◆ WHAT THE TASK REQUIRES:
The lines to find are those in the entries that hold the word "order"; copy every one of them.

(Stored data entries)
'''

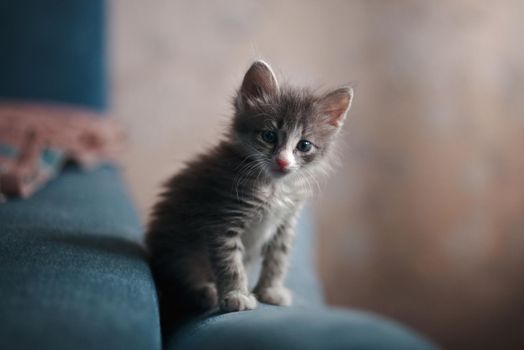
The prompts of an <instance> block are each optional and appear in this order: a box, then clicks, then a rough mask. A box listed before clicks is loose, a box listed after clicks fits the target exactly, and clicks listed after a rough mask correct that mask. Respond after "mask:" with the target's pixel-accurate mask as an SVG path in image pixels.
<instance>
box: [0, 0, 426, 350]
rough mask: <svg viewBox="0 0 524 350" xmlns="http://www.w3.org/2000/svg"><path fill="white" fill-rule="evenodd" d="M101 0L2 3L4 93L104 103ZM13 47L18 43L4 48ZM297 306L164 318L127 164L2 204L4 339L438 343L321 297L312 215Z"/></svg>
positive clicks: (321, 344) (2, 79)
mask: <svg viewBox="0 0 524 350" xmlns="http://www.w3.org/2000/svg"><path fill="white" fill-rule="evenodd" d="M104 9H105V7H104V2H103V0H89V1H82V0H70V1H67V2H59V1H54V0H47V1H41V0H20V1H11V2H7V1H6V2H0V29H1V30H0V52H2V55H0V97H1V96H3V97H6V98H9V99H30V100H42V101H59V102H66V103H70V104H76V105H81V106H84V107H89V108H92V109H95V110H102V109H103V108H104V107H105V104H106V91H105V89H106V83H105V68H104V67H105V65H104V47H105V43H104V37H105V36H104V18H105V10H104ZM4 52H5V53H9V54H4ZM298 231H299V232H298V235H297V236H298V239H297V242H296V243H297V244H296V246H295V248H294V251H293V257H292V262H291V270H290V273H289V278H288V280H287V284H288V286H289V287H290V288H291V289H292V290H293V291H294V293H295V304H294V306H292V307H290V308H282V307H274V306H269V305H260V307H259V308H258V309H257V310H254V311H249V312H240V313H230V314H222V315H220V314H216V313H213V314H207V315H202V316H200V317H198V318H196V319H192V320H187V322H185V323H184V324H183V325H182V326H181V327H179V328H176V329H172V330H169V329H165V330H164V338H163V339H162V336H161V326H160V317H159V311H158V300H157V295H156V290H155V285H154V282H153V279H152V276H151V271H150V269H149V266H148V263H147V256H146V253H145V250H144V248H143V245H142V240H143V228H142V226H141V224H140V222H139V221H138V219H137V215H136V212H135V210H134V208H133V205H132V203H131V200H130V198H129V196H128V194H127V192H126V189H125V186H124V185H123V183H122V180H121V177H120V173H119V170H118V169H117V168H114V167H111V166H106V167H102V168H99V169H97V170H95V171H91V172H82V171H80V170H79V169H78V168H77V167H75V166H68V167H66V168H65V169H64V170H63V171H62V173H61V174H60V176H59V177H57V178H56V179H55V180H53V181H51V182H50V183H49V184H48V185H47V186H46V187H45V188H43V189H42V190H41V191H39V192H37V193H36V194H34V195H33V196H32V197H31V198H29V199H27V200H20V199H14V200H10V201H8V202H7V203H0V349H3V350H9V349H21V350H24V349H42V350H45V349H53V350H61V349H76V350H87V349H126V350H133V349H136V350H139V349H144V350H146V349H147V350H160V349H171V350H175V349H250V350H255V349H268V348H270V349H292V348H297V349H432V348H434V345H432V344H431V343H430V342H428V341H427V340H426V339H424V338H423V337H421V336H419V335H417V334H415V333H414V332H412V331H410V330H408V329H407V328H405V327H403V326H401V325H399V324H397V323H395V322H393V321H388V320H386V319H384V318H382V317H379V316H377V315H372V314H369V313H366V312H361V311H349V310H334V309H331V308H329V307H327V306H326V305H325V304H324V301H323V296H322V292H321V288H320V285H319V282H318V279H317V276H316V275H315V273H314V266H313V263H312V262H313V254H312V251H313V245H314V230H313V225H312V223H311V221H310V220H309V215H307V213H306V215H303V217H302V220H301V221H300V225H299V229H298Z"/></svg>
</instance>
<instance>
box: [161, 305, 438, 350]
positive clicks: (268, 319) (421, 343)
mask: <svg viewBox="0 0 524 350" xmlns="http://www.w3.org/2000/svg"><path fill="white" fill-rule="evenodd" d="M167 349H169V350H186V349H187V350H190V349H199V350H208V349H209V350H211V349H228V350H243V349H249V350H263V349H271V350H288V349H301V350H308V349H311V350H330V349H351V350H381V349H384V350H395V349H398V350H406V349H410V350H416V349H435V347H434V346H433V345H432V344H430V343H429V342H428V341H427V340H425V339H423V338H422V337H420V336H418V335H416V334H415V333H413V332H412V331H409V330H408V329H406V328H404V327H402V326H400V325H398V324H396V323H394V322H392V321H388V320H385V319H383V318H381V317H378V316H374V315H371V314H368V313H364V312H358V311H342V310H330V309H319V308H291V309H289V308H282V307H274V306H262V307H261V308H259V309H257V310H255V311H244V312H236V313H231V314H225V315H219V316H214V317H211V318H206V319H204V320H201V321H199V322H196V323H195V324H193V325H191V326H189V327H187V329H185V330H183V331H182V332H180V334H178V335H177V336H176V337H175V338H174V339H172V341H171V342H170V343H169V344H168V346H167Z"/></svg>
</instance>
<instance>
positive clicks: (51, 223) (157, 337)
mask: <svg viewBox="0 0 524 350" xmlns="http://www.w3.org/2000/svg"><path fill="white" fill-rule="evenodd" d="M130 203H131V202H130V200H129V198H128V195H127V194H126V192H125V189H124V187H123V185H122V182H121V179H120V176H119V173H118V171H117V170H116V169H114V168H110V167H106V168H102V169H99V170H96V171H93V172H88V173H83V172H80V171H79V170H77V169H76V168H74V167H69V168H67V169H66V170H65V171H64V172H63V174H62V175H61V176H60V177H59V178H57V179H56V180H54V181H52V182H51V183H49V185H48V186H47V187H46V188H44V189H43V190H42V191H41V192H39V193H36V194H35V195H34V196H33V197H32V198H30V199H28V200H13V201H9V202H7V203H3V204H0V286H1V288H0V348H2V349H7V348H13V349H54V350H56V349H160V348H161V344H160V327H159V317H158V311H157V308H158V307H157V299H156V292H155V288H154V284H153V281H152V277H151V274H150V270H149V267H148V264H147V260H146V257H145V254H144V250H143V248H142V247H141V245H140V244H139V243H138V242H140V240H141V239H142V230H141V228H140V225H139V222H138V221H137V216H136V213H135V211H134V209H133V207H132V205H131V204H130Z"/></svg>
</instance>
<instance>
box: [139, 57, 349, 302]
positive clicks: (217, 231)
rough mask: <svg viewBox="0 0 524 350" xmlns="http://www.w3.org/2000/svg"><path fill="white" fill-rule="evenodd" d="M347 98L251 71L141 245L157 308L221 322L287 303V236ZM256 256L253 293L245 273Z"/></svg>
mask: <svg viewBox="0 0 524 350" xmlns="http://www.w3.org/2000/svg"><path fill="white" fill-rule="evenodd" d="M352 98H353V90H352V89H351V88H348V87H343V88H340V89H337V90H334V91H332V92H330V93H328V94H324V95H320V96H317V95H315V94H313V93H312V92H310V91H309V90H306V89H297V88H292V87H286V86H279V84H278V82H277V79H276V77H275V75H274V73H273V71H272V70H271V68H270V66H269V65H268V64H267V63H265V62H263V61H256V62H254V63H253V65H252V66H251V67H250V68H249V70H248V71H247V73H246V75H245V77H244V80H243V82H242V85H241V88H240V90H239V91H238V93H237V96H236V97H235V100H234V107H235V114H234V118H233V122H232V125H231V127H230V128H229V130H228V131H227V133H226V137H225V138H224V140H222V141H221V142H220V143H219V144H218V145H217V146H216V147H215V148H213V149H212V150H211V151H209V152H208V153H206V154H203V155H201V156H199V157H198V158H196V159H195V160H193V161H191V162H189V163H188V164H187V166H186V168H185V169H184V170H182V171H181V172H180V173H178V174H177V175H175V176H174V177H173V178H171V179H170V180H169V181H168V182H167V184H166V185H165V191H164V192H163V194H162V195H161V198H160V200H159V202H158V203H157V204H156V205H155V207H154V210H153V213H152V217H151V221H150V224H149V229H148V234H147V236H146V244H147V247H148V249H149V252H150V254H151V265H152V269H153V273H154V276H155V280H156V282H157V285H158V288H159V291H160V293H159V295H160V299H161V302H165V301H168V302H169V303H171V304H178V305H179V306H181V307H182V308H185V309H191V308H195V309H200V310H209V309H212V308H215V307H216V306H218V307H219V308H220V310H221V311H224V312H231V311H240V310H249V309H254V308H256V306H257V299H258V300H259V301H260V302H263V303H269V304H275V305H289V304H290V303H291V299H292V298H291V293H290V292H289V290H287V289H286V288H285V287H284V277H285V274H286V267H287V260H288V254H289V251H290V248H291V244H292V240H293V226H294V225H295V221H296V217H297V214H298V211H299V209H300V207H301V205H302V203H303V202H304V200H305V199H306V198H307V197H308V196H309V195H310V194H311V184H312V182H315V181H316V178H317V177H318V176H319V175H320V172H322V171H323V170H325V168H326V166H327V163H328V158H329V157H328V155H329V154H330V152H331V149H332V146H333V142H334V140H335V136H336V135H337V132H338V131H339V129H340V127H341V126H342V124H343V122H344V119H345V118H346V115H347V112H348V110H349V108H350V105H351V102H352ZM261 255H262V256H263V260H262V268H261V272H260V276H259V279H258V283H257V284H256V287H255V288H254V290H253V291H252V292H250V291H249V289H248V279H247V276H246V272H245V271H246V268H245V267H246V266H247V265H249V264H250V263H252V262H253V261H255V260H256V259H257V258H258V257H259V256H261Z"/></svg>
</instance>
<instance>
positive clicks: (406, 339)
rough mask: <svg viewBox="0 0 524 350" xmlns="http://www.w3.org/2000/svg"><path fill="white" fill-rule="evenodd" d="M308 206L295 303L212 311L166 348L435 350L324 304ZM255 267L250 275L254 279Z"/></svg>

'''
'''

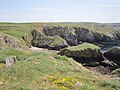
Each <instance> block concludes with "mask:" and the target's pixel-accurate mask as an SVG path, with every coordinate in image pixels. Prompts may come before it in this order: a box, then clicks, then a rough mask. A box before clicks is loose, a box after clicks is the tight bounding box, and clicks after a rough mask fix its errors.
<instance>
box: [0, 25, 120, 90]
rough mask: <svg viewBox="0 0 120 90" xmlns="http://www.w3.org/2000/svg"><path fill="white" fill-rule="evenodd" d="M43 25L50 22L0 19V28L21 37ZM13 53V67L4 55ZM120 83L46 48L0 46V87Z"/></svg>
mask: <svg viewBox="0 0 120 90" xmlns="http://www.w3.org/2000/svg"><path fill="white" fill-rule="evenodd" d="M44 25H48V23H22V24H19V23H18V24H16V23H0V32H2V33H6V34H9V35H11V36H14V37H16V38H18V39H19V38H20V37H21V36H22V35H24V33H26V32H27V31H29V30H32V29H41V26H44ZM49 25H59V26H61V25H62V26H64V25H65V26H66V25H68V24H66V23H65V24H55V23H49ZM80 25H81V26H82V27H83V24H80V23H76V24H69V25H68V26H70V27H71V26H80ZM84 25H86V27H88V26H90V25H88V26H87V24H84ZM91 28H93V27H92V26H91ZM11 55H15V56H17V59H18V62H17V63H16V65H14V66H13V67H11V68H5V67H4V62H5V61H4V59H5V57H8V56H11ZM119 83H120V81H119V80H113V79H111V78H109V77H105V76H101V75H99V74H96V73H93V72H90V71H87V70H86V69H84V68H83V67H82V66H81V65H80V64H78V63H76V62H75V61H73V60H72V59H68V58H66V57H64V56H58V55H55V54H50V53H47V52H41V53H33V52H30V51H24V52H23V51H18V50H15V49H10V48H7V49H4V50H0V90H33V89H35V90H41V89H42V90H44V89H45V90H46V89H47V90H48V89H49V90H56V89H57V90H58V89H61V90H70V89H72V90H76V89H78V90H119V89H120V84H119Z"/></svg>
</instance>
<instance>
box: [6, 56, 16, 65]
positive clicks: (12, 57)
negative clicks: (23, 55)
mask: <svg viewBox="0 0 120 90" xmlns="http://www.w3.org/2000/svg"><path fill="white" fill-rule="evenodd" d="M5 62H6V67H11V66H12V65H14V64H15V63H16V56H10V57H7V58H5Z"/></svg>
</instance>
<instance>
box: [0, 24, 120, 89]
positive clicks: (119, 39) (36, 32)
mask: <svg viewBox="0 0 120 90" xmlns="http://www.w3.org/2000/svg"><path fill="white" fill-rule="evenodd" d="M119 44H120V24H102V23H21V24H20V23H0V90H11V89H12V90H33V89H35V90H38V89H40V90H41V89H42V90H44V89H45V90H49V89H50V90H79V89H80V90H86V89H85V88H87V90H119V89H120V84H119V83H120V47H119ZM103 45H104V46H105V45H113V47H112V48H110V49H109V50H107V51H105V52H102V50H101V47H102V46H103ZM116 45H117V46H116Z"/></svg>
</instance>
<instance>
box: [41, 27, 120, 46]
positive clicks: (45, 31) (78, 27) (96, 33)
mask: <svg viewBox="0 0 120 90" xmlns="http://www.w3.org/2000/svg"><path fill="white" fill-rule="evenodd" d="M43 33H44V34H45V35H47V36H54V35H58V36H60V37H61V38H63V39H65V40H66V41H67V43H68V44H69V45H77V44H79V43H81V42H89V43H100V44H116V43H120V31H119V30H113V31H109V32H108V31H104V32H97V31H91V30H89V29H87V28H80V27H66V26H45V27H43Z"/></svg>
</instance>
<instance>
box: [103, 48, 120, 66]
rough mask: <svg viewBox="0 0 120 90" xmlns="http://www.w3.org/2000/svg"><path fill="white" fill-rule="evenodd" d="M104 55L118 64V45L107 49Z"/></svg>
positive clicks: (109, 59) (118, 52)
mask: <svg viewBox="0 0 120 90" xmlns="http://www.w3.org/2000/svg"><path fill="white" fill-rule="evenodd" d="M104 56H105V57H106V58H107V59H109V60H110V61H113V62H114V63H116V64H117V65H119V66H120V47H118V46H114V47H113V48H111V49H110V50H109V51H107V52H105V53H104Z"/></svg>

'''

◆ WRITTEN SOLUTION:
The prompts of an <instance> block are each optional and appear in this order: a box, then clicks, then a rough mask. A box listed before clicks is loose, a box listed after clicks fits the target exactly, and clicks listed after a rough mask correct that mask. Respond after "mask:" with the target's pixel-accurate mask as an SVG path in image pixels.
Each <instance> block concludes with "mask:" and the target's pixel-accurate mask as an SVG path, with every coordinate in image pixels. Prompts may come before it in this order: a box, then clicks, then a rough mask. A box before clicks is loose, a box after clicks is the tight bounding box, and clicks after a rough mask fix its errors.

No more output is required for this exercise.